Copy the rows below without changing a single character.

START Supplied material

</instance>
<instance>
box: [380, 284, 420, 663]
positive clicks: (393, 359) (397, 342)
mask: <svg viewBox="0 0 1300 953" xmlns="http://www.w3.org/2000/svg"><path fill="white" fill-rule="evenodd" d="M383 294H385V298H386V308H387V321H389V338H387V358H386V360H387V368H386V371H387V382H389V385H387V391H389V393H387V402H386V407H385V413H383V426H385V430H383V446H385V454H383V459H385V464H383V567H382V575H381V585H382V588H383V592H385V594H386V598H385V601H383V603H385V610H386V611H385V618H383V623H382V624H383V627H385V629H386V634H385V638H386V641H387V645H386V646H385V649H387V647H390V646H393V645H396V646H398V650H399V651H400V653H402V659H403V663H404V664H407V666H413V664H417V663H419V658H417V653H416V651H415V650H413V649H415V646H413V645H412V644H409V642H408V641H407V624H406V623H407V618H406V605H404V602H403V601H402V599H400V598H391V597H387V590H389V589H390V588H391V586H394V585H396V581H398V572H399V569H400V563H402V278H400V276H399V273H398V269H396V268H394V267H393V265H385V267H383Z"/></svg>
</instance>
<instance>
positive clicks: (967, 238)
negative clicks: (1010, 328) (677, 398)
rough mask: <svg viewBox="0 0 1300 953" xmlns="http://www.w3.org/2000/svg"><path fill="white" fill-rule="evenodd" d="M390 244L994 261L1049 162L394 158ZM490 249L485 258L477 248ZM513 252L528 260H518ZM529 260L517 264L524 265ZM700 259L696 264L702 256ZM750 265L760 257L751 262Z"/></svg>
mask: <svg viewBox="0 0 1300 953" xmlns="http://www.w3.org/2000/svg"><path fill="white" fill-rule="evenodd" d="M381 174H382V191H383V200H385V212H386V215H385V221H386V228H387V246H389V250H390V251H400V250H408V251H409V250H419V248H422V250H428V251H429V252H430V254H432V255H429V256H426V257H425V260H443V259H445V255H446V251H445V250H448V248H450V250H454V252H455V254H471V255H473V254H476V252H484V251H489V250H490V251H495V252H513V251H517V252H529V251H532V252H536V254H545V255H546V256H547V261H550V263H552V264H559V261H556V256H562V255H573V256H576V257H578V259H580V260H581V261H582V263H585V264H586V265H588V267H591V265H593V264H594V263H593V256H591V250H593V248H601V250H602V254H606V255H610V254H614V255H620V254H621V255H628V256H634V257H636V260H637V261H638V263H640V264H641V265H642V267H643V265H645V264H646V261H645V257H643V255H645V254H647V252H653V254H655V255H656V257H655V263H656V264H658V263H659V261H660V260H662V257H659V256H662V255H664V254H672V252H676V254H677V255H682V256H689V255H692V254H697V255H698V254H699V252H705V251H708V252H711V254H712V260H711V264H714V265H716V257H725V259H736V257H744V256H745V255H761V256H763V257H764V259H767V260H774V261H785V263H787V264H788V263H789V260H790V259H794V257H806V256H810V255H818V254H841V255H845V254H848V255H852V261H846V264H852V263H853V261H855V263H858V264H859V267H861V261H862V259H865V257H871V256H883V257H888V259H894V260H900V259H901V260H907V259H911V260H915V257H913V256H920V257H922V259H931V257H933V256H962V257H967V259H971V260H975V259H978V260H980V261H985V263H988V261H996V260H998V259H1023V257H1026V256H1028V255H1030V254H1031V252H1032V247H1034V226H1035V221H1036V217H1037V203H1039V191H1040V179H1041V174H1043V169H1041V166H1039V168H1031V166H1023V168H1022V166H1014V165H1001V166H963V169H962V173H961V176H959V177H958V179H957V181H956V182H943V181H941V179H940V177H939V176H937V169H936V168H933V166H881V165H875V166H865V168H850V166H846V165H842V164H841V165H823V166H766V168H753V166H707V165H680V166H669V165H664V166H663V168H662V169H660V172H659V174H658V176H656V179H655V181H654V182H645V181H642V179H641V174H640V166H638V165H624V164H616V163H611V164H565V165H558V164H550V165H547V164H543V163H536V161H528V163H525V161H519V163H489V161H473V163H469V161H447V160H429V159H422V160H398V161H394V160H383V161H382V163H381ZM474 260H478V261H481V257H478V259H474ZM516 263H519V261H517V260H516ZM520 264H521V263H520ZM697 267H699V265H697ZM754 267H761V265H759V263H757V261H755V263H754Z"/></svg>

END Supplied material

▶ Task response
</instance>
<instance>
box: [380, 284, 420, 663]
positive clicks: (393, 359) (397, 342)
mask: <svg viewBox="0 0 1300 953" xmlns="http://www.w3.org/2000/svg"><path fill="white" fill-rule="evenodd" d="M383 294H385V298H386V308H387V321H389V338H387V358H386V360H387V368H386V371H387V382H389V385H387V391H389V393H387V402H386V407H385V413H383V426H385V430H383V446H385V454H383V459H385V464H383V567H382V575H381V585H382V588H383V592H385V594H386V598H385V601H383V603H385V610H386V611H385V618H383V623H382V624H383V627H385V629H386V634H385V638H386V641H387V645H386V646H385V649H387V647H390V646H393V645H396V646H398V650H399V651H400V653H402V659H403V663H404V664H407V666H413V664H417V663H419V658H417V653H416V651H415V650H413V649H415V646H413V645H412V644H409V642H408V641H407V624H406V623H407V618H406V605H404V602H403V601H402V599H400V598H391V597H387V590H389V589H390V588H391V586H394V585H396V581H398V572H399V569H400V563H402V278H400V276H399V273H398V269H396V268H394V267H393V265H385V267H383Z"/></svg>
</instance>
<instance>
positive clicks: (967, 238)
negative clicks: (1010, 328) (677, 398)
rough mask: <svg viewBox="0 0 1300 953" xmlns="http://www.w3.org/2000/svg"><path fill="white" fill-rule="evenodd" d="M390 244L994 261L1049 162L394 158ZM490 249L485 258L477 248ZM513 252L528 260H518ZM529 260L517 264L524 265ZM700 259L696 264L702 256ZM750 265L760 257L751 262Z"/></svg>
mask: <svg viewBox="0 0 1300 953" xmlns="http://www.w3.org/2000/svg"><path fill="white" fill-rule="evenodd" d="M381 174H382V191H383V200H385V212H386V215H385V221H386V228H387V246H389V250H390V251H400V250H408V251H409V250H419V248H422V250H428V251H429V252H430V254H432V255H429V256H426V257H425V260H443V259H445V255H446V251H445V250H448V248H450V250H454V252H455V254H471V255H473V254H476V252H484V251H489V250H490V251H495V252H513V251H517V252H529V251H532V252H536V254H545V255H546V256H547V261H550V263H552V264H559V261H556V256H562V255H573V256H576V257H578V259H580V260H581V261H582V263H585V264H586V265H588V267H591V265H593V264H594V263H593V256H591V250H593V248H601V250H602V254H606V255H610V254H614V255H620V254H621V255H628V256H634V257H636V260H637V261H638V263H640V264H641V265H642V267H643V265H645V264H646V261H645V257H643V255H645V254H647V252H653V254H655V255H656V257H655V263H656V264H658V263H659V261H660V260H662V257H659V256H662V255H664V254H672V252H676V254H677V255H682V256H689V255H692V254H697V255H698V254H699V252H705V251H708V252H711V254H712V260H711V264H714V265H716V257H725V259H736V257H744V256H745V255H761V256H763V257H764V259H767V260H774V261H785V263H787V264H788V263H789V260H790V259H794V257H806V256H810V255H818V254H841V255H845V254H848V255H852V261H846V264H852V263H853V261H855V263H858V264H859V267H861V261H862V259H865V257H871V256H883V257H888V259H894V260H900V259H901V260H907V259H911V260H915V257H913V256H920V257H922V259H931V257H933V256H962V257H967V259H971V260H975V259H978V260H980V261H985V263H988V261H996V260H998V259H1023V257H1026V256H1028V255H1030V254H1031V252H1032V247H1034V226H1035V221H1036V217H1037V203H1039V191H1040V179H1041V174H1043V169H1041V166H1039V168H1031V166H1023V168H1022V166H1014V165H1001V166H963V169H962V173H961V176H959V177H958V179H957V181H956V182H943V181H941V179H940V177H939V176H937V169H936V168H933V166H881V165H875V166H865V168H850V166H846V165H842V164H841V165H823V166H766V168H753V166H707V165H680V166H669V165H664V166H663V168H662V169H660V172H659V174H658V176H656V179H655V181H654V182H645V181H642V179H641V174H640V166H638V165H624V164H616V163H611V164H565V165H558V164H550V165H547V164H543V163H536V161H528V163H525V161H519V163H489V161H473V163H469V161H447V160H429V159H422V160H398V161H394V160H383V161H382V163H381ZM474 260H478V261H481V257H478V259H474ZM516 263H519V261H517V260H516ZM520 264H521V263H520ZM697 267H699V265H697ZM754 267H761V265H759V263H757V261H755V263H754Z"/></svg>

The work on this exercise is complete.